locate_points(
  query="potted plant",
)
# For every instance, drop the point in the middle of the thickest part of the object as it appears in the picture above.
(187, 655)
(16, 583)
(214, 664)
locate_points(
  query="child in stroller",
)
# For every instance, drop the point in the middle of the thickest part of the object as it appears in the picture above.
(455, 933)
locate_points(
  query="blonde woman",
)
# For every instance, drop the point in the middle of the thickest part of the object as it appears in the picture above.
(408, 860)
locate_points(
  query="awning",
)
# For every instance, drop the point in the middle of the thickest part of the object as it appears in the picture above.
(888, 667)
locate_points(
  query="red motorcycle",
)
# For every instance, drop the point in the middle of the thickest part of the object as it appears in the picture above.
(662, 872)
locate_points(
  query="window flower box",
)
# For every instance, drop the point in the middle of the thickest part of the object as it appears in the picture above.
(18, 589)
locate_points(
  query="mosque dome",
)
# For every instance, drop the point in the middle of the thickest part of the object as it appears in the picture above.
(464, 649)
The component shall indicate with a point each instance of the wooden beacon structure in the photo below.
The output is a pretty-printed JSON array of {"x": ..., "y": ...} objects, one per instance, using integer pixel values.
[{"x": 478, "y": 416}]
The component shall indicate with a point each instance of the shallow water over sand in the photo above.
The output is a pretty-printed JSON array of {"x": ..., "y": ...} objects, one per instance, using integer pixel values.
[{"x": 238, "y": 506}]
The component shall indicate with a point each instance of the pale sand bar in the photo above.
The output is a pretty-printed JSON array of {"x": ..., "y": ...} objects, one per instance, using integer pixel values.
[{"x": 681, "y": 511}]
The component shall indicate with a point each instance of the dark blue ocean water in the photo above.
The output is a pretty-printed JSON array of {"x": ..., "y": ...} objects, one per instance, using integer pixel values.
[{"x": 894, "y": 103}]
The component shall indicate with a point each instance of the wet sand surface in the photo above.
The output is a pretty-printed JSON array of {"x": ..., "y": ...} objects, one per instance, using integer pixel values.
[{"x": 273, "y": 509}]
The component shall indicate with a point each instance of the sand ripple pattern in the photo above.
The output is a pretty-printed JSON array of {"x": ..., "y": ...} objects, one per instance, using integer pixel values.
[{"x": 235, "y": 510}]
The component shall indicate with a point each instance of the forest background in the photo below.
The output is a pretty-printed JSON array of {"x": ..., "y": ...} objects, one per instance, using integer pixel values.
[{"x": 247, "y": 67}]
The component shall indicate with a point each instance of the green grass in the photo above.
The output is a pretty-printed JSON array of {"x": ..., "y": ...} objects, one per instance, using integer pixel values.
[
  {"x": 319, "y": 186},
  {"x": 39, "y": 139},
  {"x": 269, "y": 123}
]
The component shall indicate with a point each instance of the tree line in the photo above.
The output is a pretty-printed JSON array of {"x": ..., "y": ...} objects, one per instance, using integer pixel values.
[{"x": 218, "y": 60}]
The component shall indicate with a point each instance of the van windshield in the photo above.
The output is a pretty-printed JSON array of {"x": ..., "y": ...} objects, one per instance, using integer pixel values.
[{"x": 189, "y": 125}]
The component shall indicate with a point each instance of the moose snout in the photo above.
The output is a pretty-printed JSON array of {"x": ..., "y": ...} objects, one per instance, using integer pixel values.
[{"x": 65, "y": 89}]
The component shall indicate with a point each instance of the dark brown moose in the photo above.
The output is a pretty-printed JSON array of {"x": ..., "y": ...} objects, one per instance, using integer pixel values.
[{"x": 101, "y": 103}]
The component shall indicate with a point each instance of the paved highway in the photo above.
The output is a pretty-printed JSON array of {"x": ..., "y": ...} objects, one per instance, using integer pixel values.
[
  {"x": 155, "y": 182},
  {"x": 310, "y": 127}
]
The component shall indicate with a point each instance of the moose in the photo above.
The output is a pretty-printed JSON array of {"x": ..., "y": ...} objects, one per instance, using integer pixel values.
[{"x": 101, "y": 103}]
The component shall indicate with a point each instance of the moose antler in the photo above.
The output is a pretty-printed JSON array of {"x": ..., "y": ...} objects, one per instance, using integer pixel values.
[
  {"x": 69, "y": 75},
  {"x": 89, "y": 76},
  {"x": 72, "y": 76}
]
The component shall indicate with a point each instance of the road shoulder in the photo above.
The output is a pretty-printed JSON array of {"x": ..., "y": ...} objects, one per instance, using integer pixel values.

________________________________________

### Task goal
Please set down each line of the records exactly as given.

### Response for this exercise
locate_points(
  query="potted plant",
)
# For every instance, drop the point in the middle of the thickest part of the object as it appears in the picture above.
(187, 655)
(16, 583)
(214, 664)
locate_points(
  query="child in stroller",
)
# For every instance, drop the point in the middle of the thickest part of the object as it appears in the picture above.
(455, 933)
locate_points(
  query="blonde woman",
)
# For every instance, drop the point in the middle of the thickest part of the object as it appears in the picture above.
(408, 860)
locate_points(
  query="awning",
)
# For every instance, drop the point in the middle of the thickest part of the object as it appears in the picture above.
(888, 667)
locate_points(
  query="red motorcycle",
)
# For every instance, drop the point in the middle of the thickest part of the object as it appears in the picture above.
(662, 872)
locate_points(
  query="window flower box",
)
# For every instance, drop the point in the middle of the thickest part of the object as it appears in the picture above.
(18, 589)
locate_points(
  query="mosque dome",
)
# For every instance, drop the point in the middle of the thickest part of the object as it appears in the picture above.
(464, 649)
The component shall indicate with a point each instance of the wooden beacon structure in the photo below.
The output is a pretty-printed JSON array of {"x": ..., "y": ...} objects, one per instance, using integer pixel values.
[{"x": 478, "y": 416}]
The component shall indicate with a point each instance of the shallow water over sand in the photo above.
The output is a pretty-printed JSON array of {"x": ..., "y": ...} objects, one per instance, using integer pixel values.
[{"x": 238, "y": 506}]
The component shall indicate with a point each instance of the pale sand bar in the photo above.
The output is a pretty-printed JSON array of {"x": ..., "y": ...} objects, one per instance, using integer pixel values.
[{"x": 681, "y": 511}]
The component shall indicate with a point each instance of the dark blue ocean water in the photo above.
The output is a pretty-printed JSON array of {"x": ..., "y": ...} objects, one per instance, using integer pixel values.
[{"x": 894, "y": 103}]
The component shall indicate with a point each instance of the wet sand surface in the photo above.
The output is a pretty-printed JSON array of {"x": ..., "y": ...} objects, one per instance, using integer pixel values.
[{"x": 273, "y": 509}]
The component shall indicate with a point each instance of the sand ripple pattern in the photo above.
The output is a pretty-printed JSON array of {"x": ..., "y": ...} objects, one per instance, using integer pixel values.
[{"x": 235, "y": 510}]
The component shall indicate with a point each instance of the forest background in the photo below.
The output is a pretty-printed JSON array of {"x": ..., "y": ...} objects, one per instance, using integer pixel values.
[{"x": 247, "y": 67}]
The component shall indicate with a point each instance of the green grass in the photo above.
The output is a pretty-printed JSON array of {"x": ..., "y": ...} objects, one per instance, using integer pixel values.
[
  {"x": 319, "y": 186},
  {"x": 39, "y": 139},
  {"x": 269, "y": 123}
]
The component shall indicate with a point each instance of the tree line in the photo above.
The output is a pretty-printed JSON array of {"x": ..., "y": ...} objects, one per instance, using integer pixel values.
[{"x": 218, "y": 60}]
The component shall indicate with a point each instance of the van windshield in the photo above.
The output is a pretty-printed JSON array of {"x": ..., "y": ...} objects, one per instance, using integer pixel values.
[{"x": 189, "y": 125}]
The component shall indicate with a point each instance of the moose snout in the photo above.
The output is a pretty-printed JSON array of {"x": ..., "y": ...} objects, one per instance, using integer pixel values.
[{"x": 65, "y": 89}]
The component shall indicate with a point each instance of the dark brown moose in the photo above.
The output is a pretty-printed JSON array of {"x": ..., "y": ...} objects, one per instance, using integer pixel values.
[{"x": 101, "y": 103}]
The component shall indicate with a point each instance of the paved highway in the photo above.
The output is a pretty-printed JSON array of {"x": ..., "y": ...} objects, one per instance, using integer pixel values.
[
  {"x": 155, "y": 182},
  {"x": 310, "y": 127}
]
The component shall indicate with a point each instance of the moose in the photo above.
The output is a pretty-printed JSON array of {"x": ..., "y": ...} objects, one per instance, using integer pixel values.
[{"x": 101, "y": 103}]
The component shall indicate with a point each instance of the moose antler in the photo above.
The output is a pretty-printed JSON array of {"x": ..., "y": ...} objects, one per instance, using integer pixel values.
[
  {"x": 69, "y": 75},
  {"x": 89, "y": 76},
  {"x": 72, "y": 76}
]
The component shall indicate with a point each instance of the road shoulder in the photo above.
The output is a pretty-printed JSON array of {"x": ..., "y": ...} objects, one per instance, using integer pixel values.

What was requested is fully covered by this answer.